Col terzo Memorandum imposto alla Grecia ad uscire con le ossa rotta non sono solo i lavoratori e le classi popolari, ma anche le fazioni non egemoni della classe dominante ellenica.
di Alessandro Bartoloni
Il terzo Memorandum di intesa firmato dal governo greco e dai rappresentanti della borghesia imperialista ha prodotto la spaccatura di Syriza, portato alle dimissioni del primo ministro Alexis Tsipras e alla convocazione di elezioni anticipate. È probabile l’aumento dell’astensionismo e non è escluso il ricorso a una grande coalizione già sperimentata all’indomani del referendum del 5 Luglio se Tsipras non dovesse farcela a coagulare attorno a sé i consensi sperati. La percezione è quella di una resa senza condizioni, in un quadro politico caratterizzato dalla deriva destrorsa di Syriza (l’attuale ministro dell’economia, Jorgos Stathakis, nell'intervista pubblicata da «Il manifesto» il 23 agosto dichiara che “la soluzione alternativa dell'uscita dall'Europa – dalla moneta unica o anche dalla stessa unione europea – non è, in nessun caso, un progetto politico sostenibile”). D’altra parte la neonata Unità Popolare sembra in balia di economisti pseudo-marxisti quali Costas Lapavitsas che non sembra ancora aver capito che la semplice uscita dall’euro rappresenta solo un regalo ai settori più vulnerabili della borghesia nazionale.
La crisi mondiale di sovra-accumulazione tutt’ora irrisolta e i contrasti in seno alla fazione egemone della borghesia hanno partorito un compromesso che se da un lato obbliga la classe dominante tedesca a mantenere all’interno dell’eurozona un paese che essa percepisce ogni giorno di più come un’inutile zavorra, dall’altro riduce il paese culla della democrazia a ruolo di protettorato da svendere e utilizzare come discarica delle contraddizioni economiche internazionali, radendolo al suolo. Ad uscire con le ossa rotta, infatti, non sono solo i lavoratori e le classi popolari, ma anche le fazioni non egemoni della classe dominante greca in quanto la stipula del prestito con il fondo Esm impone delle condizioni pesanti anche per loro, senza particolari benefici se non quelli derivanti dal violentissimo attacco a diritti e salari.

COMPITO ASSEGNATO 1: Ripeti senza modifiche le righe dei record dalla riga con "I'd like to know if the bell" alla riga con "xmin=249 ymin=131 xmax=314 ymax=310", comprese entrambe.

DATI FORNITI:
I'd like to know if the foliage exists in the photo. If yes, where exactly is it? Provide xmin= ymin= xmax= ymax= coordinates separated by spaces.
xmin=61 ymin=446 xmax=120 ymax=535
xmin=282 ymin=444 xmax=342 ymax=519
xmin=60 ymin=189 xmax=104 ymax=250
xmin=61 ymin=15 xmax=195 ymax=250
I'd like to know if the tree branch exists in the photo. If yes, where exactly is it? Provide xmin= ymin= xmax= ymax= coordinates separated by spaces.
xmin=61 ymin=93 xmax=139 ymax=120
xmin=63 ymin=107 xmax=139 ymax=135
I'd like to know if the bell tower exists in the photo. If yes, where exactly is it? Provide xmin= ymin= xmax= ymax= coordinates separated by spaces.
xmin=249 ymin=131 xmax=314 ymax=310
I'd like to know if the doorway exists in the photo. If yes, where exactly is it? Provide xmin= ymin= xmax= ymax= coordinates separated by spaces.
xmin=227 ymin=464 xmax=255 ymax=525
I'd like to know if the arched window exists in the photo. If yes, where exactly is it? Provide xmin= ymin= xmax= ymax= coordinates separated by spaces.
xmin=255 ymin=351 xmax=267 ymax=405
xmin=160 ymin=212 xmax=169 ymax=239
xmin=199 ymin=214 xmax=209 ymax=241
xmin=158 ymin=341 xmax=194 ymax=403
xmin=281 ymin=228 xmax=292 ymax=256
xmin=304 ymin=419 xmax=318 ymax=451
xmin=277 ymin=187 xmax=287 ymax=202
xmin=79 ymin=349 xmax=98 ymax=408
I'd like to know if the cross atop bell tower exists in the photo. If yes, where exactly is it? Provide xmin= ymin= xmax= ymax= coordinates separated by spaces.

COMPITO ASSEGNATO 2: Ricopia alla lettera il passo del brano sul terzo Memorandum da "La crisi mondiale" a "diritti e salari.".

SOLUZIONE 1:
I'd like to know if the bell tower exists in the photo. If yes, where exactly is it? Provide xmin= ymin= xmax= ymax= coordinates separated by spaces.
xmin=249 ymin=131 xmax=314 ymax=310

SOLUZIONE 2:
La crisi mondiale di sovra-accumulazione tutt’ora irrisolta e i contrasti in seno alla fazione egemone della borghesia hanno partorito un compromesso che se da un lato obbliga la classe dominante tedesca a mantenere all’interno dell’eurozona un paese che essa percepisce ogni giorno di più come un’inutile zavorra, dall’altro riduce il paese culla della democrazia a ruolo di protettorato da svendere e utilizzare come discarica delle contraddizioni economiche internazionali, radendolo al suolo. Ad uscire con le ossa rotta, infatti, non sono solo i lavoratori e le classi popolari, ma anche le fazioni non egemoni della classe dominante greca in quanto la stipula del prestito con il fondo Esm impone delle condizioni pesanti anche per loro, senza particolari benefici se non quelli derivanti dal violentissimo attacco a diritti e salari.